# PROBLEM STATEMENT
Down to the last character, transcribe every record.

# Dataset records
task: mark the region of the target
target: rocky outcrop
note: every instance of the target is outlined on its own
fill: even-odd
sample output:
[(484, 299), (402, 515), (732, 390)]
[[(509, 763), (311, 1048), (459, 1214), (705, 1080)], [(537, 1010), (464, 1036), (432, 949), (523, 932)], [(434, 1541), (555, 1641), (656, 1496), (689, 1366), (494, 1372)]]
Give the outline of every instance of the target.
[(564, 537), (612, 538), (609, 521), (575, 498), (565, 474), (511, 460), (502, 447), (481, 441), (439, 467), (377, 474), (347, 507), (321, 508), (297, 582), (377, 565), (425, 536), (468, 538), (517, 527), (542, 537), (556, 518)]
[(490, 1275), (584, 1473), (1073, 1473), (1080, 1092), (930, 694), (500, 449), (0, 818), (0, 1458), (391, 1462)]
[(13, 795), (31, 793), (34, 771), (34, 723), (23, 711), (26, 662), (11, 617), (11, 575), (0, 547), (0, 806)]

# TASK RESULT
task: mark the region of the target
target: rocky outcrop
note: every instance of the target is outlined on its own
fill: even-odd
sample output:
[(484, 299), (402, 515), (732, 390)]
[[(509, 763), (311, 1048), (459, 1214), (705, 1080)], [(537, 1010), (464, 1036), (432, 949), (523, 932)], [(434, 1541), (555, 1641), (656, 1496), (689, 1366), (494, 1372)]]
Give the outline of every instance of the target.
[(564, 537), (612, 538), (609, 521), (575, 498), (565, 474), (511, 460), (502, 447), (481, 441), (439, 467), (377, 474), (347, 507), (321, 508), (297, 582), (377, 565), (425, 536), (468, 538), (517, 527), (542, 537), (556, 518)]
[(490, 1275), (584, 1473), (1073, 1473), (1080, 1092), (930, 694), (500, 449), (0, 818), (0, 1458), (391, 1462)]
[(13, 795), (31, 793), (34, 771), (34, 723), (23, 711), (26, 662), (11, 617), (11, 575), (0, 547), (0, 806)]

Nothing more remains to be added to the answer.